_Your goal_
Everything in the listing below has to be repeated exactly, except the pictures.

_Dataset content_
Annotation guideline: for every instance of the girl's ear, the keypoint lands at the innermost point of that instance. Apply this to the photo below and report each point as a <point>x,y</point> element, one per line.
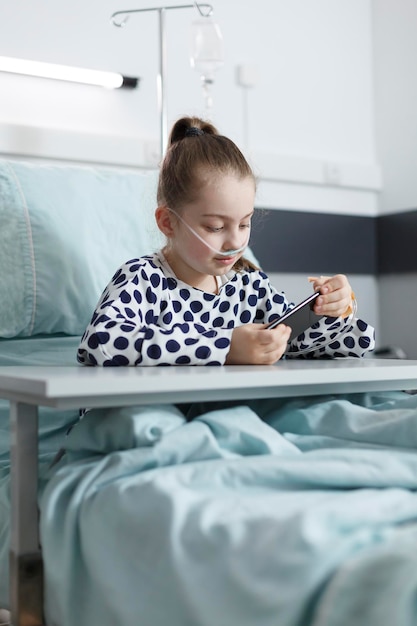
<point>164,220</point>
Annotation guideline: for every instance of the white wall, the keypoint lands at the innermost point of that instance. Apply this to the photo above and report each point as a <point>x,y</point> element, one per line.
<point>395,77</point>
<point>395,54</point>
<point>309,118</point>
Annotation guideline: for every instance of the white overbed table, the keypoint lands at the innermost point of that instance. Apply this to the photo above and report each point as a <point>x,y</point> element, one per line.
<point>27,388</point>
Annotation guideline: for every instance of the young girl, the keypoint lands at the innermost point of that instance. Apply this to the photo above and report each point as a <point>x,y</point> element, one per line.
<point>198,301</point>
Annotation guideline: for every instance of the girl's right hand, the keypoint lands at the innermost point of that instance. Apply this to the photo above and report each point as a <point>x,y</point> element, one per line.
<point>254,344</point>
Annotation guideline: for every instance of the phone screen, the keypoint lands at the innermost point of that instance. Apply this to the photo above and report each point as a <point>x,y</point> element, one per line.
<point>300,317</point>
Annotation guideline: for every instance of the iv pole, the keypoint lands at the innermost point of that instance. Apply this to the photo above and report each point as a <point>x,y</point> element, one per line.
<point>119,18</point>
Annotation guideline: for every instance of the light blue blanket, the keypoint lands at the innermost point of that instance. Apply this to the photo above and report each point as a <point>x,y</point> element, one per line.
<point>295,513</point>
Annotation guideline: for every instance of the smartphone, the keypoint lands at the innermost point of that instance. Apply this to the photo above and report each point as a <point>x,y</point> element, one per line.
<point>300,317</point>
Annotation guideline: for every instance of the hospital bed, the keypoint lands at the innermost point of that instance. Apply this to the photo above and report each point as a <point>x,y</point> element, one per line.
<point>289,500</point>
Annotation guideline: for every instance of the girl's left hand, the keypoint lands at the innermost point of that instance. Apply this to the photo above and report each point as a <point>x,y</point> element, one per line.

_Output of the exercise_
Annotation guideline: for every instance of the girl's ear, the keypoint lands at the innermost point of that instance. Apply this to the photo below and report each point as a <point>x,y</point> element, one per line.
<point>164,220</point>
Annotation guideline: for every instance of the white wall, the keypoint lands at the innermost point of that instance. Apply this to the photo above and report each point as a <point>x,y</point> element, one per line.
<point>395,77</point>
<point>395,54</point>
<point>309,118</point>
Annotation guideline: for every instance of the white overbed table, the keypoint lands at the innermost point of that instance. Apply this to the photo above and report each point as a <point>x,y</point> element, one per line.
<point>27,388</point>
Annotation guideline: for every instance of the young girl, the keypoint lands at the innermost point of that instance. Apply this to the photo above and report each point as a <point>x,y</point> element, one per line.
<point>198,301</point>
Annotation guideline: for every instance of the girl's right hand, the keypoint lands at the innermost point of that instance. Apply this to the photo above and report each point as a <point>x,y</point> element, one per line.
<point>254,344</point>
Annotation guideline: for every instance of the phone screen, the keypoint lands at the innermost point of that instance. Apply this to the photo above and report each point as a <point>x,y</point> element, one per line.
<point>300,317</point>
Annotation guideline: for every instance of the iv pole, the keypoint lands at the innermost point of that instance. Apply this to the photo above and report each point as a <point>x,y</point> element, one per line.
<point>119,18</point>
Annotation guideline: for every instance of the light blue blanket, the keypoint lands at the innermost point of that instance. Apply this to the photo above and report each point as a <point>x,y</point> element, one per line.
<point>295,513</point>
Annotation guideline: for every instance of the smartphone, the keypoint lands at the innermost point of that instance. Apply this to the photo above and report each point as a <point>x,y</point> element, one per line.
<point>300,317</point>
Annotation guideline: for every instance of the hospital bed, the keypoint lands at the innermost point of that instance. Apply this to the photo above and report each point as a <point>x,y</point> element, one per line.
<point>289,500</point>
Annotation guideline: for every instance of the girl's left hand, the keypoint lands at the innermost point of that instance. Apply this to the photo above and report each point as a <point>x,y</point> element, one per line.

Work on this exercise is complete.